Pictures should be excluded; otherwise, copy every entry exactly.

====================

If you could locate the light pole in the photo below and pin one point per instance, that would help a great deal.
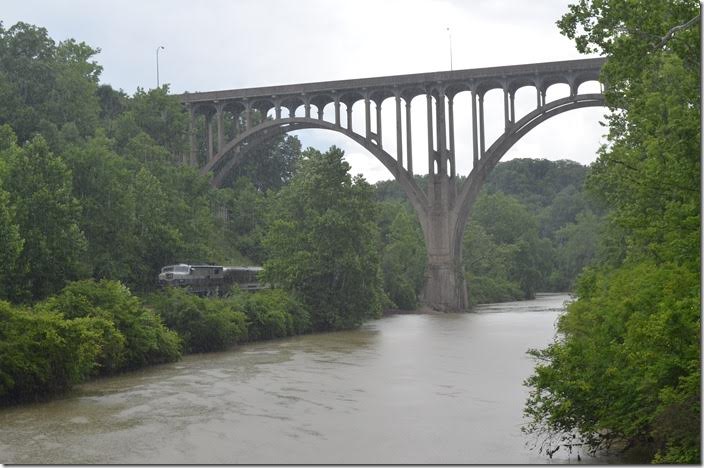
(449, 35)
(157, 64)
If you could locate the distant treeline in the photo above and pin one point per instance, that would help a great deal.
(533, 229)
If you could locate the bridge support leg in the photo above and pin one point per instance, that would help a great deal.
(445, 285)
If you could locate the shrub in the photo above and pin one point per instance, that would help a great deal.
(139, 337)
(272, 313)
(203, 324)
(42, 353)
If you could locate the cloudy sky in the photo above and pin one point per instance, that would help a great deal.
(228, 44)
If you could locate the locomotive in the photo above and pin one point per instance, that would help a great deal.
(210, 280)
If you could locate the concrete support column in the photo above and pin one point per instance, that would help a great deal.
(512, 98)
(409, 141)
(337, 111)
(451, 123)
(431, 165)
(378, 123)
(441, 133)
(399, 133)
(221, 125)
(367, 118)
(247, 115)
(306, 106)
(191, 136)
(277, 108)
(475, 137)
(482, 146)
(507, 118)
(209, 126)
(349, 115)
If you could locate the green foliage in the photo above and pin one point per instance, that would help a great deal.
(631, 343)
(270, 165)
(44, 84)
(322, 242)
(403, 255)
(627, 367)
(273, 313)
(47, 217)
(41, 353)
(203, 324)
(146, 339)
(503, 252)
(244, 207)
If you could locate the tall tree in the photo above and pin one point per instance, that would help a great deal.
(45, 86)
(627, 366)
(47, 214)
(322, 242)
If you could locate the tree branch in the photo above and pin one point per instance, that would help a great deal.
(666, 38)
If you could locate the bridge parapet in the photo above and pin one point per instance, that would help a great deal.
(443, 210)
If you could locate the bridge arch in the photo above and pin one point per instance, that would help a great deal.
(234, 151)
(443, 210)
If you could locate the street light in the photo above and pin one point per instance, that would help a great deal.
(449, 34)
(157, 64)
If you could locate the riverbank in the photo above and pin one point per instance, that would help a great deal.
(410, 388)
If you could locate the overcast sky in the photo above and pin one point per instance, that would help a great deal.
(218, 44)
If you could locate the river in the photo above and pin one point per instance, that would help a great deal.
(415, 388)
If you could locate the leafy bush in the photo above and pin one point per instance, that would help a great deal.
(42, 353)
(203, 324)
(139, 337)
(273, 314)
(484, 289)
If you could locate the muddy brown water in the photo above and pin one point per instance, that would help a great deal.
(414, 388)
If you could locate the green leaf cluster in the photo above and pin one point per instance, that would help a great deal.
(90, 328)
(321, 242)
(625, 370)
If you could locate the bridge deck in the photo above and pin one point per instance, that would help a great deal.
(418, 79)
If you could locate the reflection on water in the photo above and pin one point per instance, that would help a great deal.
(435, 388)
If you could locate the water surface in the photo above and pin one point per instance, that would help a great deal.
(433, 388)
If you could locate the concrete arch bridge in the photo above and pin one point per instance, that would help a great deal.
(443, 210)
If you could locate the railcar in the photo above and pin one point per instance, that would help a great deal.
(210, 280)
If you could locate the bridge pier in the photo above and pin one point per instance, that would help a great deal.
(443, 210)
(445, 286)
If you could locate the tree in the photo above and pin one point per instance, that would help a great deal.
(47, 215)
(44, 85)
(627, 367)
(322, 242)
(403, 257)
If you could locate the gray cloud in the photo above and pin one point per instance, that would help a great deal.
(247, 43)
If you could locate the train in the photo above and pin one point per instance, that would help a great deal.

====================

* **FINISHED TASK**:
If you could locate the light pole in the photo below and pin one point per instance, that would help a great deal.
(449, 35)
(157, 64)
If you could locate the distant treeline in the photo above and pin one point per instance, that would help a great deal.
(533, 229)
If you could locate the bridge support leg in the photo above and pin one point per instance, that would help a great deal.
(445, 285)
If you could locate the shrub in the photo above and pin one point per instance, that would help a great deal.
(139, 337)
(272, 313)
(203, 324)
(42, 353)
If you could locate the cloudy sky in the photo above and pin one point per instance, that would help a great deal.
(228, 44)
If you could locate the locomotive in the photo above and pin one point per instance, that would help a great deal.
(210, 280)
If you could locate the concrete support column in the photo above and pin one point per instance, that would help a great deal.
(512, 98)
(409, 141)
(337, 111)
(451, 123)
(431, 165)
(378, 123)
(441, 133)
(399, 133)
(221, 125)
(367, 118)
(247, 115)
(306, 106)
(191, 136)
(277, 108)
(475, 137)
(482, 146)
(507, 118)
(209, 126)
(349, 115)
If you could locate the green foliage in the photo above and pin one point per instance, that would help a great deal.
(631, 343)
(270, 165)
(44, 84)
(322, 242)
(403, 255)
(627, 367)
(273, 313)
(47, 217)
(41, 353)
(203, 324)
(146, 339)
(503, 252)
(244, 207)
If you could locate the tall tree in the photo above and pin one point per instance, that would help a great deal.
(45, 86)
(627, 366)
(47, 214)
(322, 242)
If you could locate the tree branch in the photo above and pin one point per instance, that would help a great deal.
(666, 38)
If you could locate the bridge parapet in the photo above and pin one point per instance, that would help a great deal.
(443, 210)
If you could locate the bridge arch in the photo above and pin one point per instance, that would help a great deal.
(234, 151)
(443, 210)
If you could locate the street light in the photo above and pin one point per instance, that would help a great deal.
(449, 34)
(157, 64)
If you could locate the riverbank in the photo above and pin one point per instance, that would help a great deal.
(410, 388)
If you could locate the overcast sky in the photo above and pin one point per instance, that would help a great deal.
(218, 44)
If you could locate the river in the photo above and pin one point per instance, that would help a great deal.
(415, 388)
If you could locate the leafy bush in the photo above and pin one point per instance, that would help a great deal.
(42, 353)
(203, 324)
(139, 337)
(273, 314)
(484, 289)
If you could locate the muddy brown water in the photo above and pin one point per instance, that would help a great deal.
(414, 388)
If you could locate the green leaf cluster in the photo above and pin one point per instance, that would help a great deal.
(90, 328)
(321, 242)
(625, 370)
If you could locate the bridge deck in the photo above and pin one point per instance, that would help a great deal.
(418, 79)
If you could locate the reflection on water in the photo above and pin one point per instance, that would help a great deal.
(435, 388)
If you could locate the water surface in the photo above and pin one point per instance, that would help a great deal.
(433, 388)
If you could locate the concrete arch bridge in the photo above and pin one point per instance, that would help a great deal.
(443, 210)
If you could locate the railcar in the photo above and pin one point per instance, that would help a great deal.
(210, 280)
If you could locate the bridge pier in the photo above and pin one point per instance, that would help a great deal.
(443, 210)
(445, 286)
If you could locate the tree in the photo above and pin one point per instance, that would help a great deal.
(47, 215)
(44, 85)
(627, 367)
(322, 242)
(403, 257)
If you could locate the gray cloud in the photo above and pin one point per instance, that would help a great deal.
(247, 43)
If you could locate the train in the photo above and pin one point per instance, that would help a great deal.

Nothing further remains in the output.